In effort to reinforce The Bureau of Fire Protection (BFP) to act as a first responder to both fire alarms and other medical emergency calls, a new strategy is being put in place. A bill proposed by house leader’s calls for fire stations to have trained paramedics added on duty at all times to be a requirement. The BFP has backed the approval of this House Bill, authored by Rep. Luis Campus Jr.
The House Bill was intended to make the BFP’s staff better trained and equipped when responding to accidents, medical emergencies calls, or even terror attacks. The proposed bill would offer selective training for the nation’s next generation of firefighters as certified paramedics or emergency medical technicians (EMTs).
“We support the posting of at least three uniformed BFP officers who are certified EMTs in every fire station, with at least one on duty per eight-hour shift,” said Chief Supt. Bañago, BFP chief, during a hearing on the house bill (HB) 5338. Bañago was also persistent on having refresher courses for BFP’s officers who are trained as EMTs.
The HB5338 would not only require selective EMT training for firefighters, but would also require BFP officers to acquire the necessary skills and accreditation as certified first responders (CFR).
EMTs, whom are trained in advanced pre-hospital care services, are essential for making the BFP a first responder for any casualty or medical emergency. They have a wide range of services they can perform including: endotracheal intubations, the use of medical devices, administer medications orally and intravenously, and even run blood transfusions.
The bill will not only help firefighters and the BFP but also the nation’s public emergency services. The proposed bill will help save lives and help better train firefights and fire stations for the best quality care during those medical calls. In addition, firetrucks will be equipped with the necessary tools to deal with non-fire emergencies.
Currently, BFP officers are accrued with minimal training in elementary first aid and cardiovascular resuscitation which makes it difficult to treat or respond to victims of vehicle or non0finre emergencies.
In a recent case, a driver was killed during an accident that involved a cement mixer crushing a family car. The rest of the family was heavily injured. It took the rescuers nearly two hours to help pull the victims out of the car, into an ambulance, and make their way to the hospital because they lacked the appropriate equipment.

§ **Data extract**:

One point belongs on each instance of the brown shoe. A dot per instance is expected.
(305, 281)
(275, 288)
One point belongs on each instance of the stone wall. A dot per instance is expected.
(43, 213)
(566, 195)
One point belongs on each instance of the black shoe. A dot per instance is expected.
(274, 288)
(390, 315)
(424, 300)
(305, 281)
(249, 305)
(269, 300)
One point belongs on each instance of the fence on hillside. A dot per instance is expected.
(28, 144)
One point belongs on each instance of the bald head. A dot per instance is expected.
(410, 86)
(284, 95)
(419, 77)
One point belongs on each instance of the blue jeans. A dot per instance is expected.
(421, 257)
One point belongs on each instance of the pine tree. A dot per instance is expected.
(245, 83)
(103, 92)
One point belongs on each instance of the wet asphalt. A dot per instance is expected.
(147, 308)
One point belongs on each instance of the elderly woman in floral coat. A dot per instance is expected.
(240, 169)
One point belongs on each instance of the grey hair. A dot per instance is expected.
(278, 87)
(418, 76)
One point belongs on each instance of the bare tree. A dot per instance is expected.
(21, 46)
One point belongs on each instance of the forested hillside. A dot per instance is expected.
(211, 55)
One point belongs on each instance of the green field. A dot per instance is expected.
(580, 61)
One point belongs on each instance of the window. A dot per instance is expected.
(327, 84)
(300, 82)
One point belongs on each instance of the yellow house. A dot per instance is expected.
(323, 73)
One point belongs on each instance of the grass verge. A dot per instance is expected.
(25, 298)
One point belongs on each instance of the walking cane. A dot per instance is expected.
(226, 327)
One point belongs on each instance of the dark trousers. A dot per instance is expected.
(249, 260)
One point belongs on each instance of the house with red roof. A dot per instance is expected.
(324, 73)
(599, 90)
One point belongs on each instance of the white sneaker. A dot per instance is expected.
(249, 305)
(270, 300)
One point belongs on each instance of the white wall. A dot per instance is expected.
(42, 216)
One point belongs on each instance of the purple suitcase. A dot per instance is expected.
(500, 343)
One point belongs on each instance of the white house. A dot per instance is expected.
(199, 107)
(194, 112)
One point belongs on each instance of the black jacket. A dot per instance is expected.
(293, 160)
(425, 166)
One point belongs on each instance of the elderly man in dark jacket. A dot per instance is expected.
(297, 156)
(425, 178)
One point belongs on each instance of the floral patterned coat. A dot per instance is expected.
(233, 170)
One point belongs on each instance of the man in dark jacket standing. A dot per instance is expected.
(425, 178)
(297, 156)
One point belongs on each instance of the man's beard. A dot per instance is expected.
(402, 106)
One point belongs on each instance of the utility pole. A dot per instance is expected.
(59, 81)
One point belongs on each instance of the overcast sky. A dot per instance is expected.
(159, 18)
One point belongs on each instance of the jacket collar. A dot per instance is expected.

§ **Things to do**:
1. List every service that the fire station paramedic article says EMTs can perform.
2. Write out everything in the fire station paramedic article from "Currently, BFP officers" down to "the appropriate equipment.", word for word.
The entries come from a separate source, not from the fire station paramedic article.

§ **Results for the exercise**:
1.
- Endotracheal intubations
- The use of medical devices
- Administer medications orally and intravenously
- Run blood transfusions

2.
Currently, BFP officers are accrued with minimal training in elementary first aid and cardiovascular resuscitation which makes it difficult to treat or respond to victims of vehicle or non0finre emergencies.
In a recent case, a driver was killed during an accident that involved a cement mixer crushing a family car. The rest of the family was heavily injured. It took the rescuers nearly two hours to help pull the victims out of the car, into an ambulance, and make their way to the hospital because they lacked the appropriate equipment.